* _GIVEN PROBLEM_: Could you write out the listing again, starting with the line that contains "Please find empty" and going on through the line that contains "[378,194,582,408]", with "white plate" swapped for "dinner plate" and everything else left as it is?

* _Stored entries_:
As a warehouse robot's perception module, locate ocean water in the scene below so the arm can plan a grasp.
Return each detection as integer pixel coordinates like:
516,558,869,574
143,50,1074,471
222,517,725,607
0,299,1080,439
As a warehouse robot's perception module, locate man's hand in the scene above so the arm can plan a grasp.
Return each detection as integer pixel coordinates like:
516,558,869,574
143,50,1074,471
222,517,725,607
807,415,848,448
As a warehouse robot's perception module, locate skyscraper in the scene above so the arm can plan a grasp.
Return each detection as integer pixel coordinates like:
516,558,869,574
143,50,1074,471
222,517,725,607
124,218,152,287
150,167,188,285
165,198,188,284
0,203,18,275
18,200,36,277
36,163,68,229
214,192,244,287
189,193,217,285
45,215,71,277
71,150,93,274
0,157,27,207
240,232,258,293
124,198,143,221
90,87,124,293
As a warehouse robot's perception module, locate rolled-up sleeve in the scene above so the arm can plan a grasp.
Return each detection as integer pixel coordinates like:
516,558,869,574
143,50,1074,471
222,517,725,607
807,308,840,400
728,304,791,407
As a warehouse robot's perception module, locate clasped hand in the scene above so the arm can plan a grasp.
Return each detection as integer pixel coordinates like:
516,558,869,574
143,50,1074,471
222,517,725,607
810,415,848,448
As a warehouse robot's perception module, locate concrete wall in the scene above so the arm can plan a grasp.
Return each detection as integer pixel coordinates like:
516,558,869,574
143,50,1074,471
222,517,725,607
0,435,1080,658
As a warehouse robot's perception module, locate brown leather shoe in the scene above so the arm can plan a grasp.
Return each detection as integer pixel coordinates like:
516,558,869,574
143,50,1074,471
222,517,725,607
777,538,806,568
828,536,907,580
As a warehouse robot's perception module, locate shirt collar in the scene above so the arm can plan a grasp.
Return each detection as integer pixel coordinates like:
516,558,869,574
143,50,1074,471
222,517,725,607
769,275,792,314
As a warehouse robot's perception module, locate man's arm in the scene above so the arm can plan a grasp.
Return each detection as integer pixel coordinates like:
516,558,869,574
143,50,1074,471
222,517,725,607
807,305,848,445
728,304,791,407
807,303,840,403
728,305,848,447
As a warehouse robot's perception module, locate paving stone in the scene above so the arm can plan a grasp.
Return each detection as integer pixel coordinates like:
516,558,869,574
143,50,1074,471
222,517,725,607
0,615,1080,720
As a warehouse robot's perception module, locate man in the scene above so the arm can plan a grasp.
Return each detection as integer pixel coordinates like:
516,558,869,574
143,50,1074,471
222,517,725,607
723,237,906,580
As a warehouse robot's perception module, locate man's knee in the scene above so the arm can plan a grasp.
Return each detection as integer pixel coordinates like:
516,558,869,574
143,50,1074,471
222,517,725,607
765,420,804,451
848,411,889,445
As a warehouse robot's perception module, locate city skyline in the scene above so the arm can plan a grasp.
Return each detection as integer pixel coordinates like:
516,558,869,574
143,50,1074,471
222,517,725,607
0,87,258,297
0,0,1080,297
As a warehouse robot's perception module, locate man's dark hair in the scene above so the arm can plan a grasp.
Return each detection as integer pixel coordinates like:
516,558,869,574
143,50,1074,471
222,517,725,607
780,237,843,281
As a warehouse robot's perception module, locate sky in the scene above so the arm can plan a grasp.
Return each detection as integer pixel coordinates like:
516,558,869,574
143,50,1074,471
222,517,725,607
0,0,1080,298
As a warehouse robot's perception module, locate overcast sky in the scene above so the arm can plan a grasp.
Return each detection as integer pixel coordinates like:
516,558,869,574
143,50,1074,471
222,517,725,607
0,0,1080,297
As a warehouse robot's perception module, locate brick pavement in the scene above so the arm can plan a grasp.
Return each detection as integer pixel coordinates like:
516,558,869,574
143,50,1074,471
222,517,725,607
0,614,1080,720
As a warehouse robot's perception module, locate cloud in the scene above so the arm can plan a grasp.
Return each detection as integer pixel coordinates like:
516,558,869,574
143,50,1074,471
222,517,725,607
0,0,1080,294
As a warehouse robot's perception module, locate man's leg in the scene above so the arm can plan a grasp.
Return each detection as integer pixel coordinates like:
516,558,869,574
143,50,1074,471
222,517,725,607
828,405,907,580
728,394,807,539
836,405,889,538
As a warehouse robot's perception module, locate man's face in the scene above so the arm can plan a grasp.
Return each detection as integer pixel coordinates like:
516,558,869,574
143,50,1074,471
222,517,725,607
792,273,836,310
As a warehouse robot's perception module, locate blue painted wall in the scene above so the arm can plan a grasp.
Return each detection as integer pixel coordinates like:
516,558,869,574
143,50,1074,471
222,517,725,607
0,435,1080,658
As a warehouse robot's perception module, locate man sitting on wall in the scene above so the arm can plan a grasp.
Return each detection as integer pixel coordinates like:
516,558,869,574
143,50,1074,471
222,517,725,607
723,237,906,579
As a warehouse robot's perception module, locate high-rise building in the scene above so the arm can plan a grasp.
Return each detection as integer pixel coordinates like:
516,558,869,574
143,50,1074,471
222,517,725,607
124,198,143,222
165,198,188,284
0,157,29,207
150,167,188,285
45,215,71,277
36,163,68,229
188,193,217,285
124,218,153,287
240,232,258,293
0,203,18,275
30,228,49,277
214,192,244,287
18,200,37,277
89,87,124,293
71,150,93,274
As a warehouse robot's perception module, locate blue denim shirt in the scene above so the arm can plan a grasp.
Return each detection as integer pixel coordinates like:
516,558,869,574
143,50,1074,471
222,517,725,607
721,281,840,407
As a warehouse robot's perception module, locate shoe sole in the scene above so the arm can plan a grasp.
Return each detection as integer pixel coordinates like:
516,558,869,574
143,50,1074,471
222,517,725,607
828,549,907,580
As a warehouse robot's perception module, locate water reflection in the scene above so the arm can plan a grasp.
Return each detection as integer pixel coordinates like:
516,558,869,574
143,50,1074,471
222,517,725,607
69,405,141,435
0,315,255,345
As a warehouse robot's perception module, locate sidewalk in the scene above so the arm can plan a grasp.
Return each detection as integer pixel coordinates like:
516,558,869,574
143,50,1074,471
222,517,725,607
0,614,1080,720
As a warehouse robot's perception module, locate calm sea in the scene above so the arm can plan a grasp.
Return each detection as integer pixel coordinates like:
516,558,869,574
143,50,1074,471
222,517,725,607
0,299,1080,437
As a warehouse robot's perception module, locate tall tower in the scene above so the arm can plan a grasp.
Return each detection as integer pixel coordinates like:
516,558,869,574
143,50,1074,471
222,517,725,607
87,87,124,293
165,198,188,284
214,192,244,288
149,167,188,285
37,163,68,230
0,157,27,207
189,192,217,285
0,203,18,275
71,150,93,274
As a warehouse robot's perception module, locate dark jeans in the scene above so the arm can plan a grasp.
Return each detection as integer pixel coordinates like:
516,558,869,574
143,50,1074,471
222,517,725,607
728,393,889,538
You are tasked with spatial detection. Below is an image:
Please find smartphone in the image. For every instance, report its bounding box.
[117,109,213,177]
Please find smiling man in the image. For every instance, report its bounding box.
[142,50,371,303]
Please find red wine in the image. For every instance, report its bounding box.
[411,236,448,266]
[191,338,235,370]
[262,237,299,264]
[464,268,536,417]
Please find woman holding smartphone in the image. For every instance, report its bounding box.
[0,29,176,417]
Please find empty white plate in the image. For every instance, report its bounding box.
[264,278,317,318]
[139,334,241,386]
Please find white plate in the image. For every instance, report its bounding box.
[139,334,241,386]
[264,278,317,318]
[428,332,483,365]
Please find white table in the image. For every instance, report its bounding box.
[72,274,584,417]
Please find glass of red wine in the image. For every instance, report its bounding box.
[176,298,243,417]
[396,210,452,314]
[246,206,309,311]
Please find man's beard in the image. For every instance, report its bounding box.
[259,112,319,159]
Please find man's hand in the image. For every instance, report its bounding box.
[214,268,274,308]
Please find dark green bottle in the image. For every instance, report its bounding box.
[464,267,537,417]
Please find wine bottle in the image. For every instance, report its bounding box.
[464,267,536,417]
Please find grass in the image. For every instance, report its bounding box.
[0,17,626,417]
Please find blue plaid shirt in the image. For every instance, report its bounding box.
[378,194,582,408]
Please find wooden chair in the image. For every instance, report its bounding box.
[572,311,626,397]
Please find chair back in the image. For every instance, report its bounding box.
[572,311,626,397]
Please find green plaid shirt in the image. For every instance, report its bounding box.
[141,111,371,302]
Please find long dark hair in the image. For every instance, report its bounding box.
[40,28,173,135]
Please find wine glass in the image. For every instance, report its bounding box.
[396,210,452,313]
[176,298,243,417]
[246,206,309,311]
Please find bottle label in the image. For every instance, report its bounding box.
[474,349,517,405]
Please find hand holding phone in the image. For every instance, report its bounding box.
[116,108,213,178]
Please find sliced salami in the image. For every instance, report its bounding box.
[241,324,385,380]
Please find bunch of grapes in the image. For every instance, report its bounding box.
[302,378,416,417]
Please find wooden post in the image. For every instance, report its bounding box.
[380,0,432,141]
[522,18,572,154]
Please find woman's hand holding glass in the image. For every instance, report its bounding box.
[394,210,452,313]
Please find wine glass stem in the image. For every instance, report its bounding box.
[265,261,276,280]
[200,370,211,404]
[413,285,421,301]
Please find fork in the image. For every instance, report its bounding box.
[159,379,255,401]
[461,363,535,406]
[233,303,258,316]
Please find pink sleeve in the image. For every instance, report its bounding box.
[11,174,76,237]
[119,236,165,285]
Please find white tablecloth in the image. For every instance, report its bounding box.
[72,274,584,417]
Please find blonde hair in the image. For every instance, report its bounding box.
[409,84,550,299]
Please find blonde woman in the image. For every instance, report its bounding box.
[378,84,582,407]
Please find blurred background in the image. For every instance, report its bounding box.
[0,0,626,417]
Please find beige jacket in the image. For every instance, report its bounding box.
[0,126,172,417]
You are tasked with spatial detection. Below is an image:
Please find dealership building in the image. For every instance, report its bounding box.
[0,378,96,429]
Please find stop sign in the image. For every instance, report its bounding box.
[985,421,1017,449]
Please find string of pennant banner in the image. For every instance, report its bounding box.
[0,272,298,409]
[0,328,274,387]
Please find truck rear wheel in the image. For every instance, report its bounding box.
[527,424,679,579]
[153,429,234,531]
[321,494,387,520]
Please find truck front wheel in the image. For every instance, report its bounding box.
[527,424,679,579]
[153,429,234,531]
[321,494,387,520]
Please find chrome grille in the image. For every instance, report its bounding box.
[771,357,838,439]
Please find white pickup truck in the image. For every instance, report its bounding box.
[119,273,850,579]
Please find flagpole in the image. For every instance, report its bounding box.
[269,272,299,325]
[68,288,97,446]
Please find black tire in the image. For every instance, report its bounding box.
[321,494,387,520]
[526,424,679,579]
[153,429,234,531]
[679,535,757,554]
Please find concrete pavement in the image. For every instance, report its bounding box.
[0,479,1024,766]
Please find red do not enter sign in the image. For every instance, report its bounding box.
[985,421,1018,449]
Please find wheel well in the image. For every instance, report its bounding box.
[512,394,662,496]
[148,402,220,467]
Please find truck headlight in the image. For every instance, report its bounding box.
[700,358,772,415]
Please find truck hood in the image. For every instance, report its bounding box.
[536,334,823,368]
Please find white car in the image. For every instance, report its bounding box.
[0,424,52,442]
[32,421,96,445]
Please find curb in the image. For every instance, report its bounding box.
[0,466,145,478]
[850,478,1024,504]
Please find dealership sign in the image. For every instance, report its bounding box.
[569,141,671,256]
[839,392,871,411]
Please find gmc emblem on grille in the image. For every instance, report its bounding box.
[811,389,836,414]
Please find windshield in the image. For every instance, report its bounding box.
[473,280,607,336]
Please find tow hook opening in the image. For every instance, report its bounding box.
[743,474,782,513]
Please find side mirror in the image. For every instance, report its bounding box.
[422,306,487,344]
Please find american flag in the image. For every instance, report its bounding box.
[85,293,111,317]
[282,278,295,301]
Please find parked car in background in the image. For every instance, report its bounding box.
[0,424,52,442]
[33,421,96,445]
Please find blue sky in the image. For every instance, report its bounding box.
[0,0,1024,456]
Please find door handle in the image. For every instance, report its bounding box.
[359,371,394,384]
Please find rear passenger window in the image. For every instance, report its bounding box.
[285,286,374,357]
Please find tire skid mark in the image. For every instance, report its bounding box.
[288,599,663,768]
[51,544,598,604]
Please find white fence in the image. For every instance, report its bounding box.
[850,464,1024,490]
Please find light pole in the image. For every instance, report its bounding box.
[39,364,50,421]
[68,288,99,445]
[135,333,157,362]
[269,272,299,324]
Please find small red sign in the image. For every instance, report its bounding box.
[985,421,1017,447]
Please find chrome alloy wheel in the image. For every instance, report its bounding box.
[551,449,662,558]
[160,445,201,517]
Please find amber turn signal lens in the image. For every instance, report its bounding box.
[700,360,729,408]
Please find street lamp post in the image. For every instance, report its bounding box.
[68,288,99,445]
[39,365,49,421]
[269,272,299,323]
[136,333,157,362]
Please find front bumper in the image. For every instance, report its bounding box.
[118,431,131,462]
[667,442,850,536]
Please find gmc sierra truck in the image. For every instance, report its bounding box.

* _CORRECT RESULT_:
Please find empty dinner plate in the image. For every instance, report its bounding box.
[264,278,317,318]
[139,334,241,386]
Please find dinner plate in the image. For every instance, report its bounding box.
[139,334,241,386]
[264,278,317,318]
[428,332,483,365]
Please find white table in the image. For every instance, report its bounding box.
[72,274,584,417]
Please find glass of red wine in the image. For every instance, report its bounding box.
[176,298,243,417]
[396,210,452,314]
[246,206,309,311]
Please find man's beard in the image. For every instance, report its bounding box.
[259,112,319,159]
Please find man's hand in the image. For every instance, report its bounding box.
[214,268,274,308]
Please find dark green bottle in the image. For every instance, report its bounding box.
[464,267,537,417]
Please find wine bottle in the image. For every instance, report its bounding box.
[464,267,536,417]
Please find grass in the image. For every instance, report its bounding box.
[0,17,626,417]
Please find blue plaid shirt in the image. For every instance, report its bounding box.
[378,194,582,408]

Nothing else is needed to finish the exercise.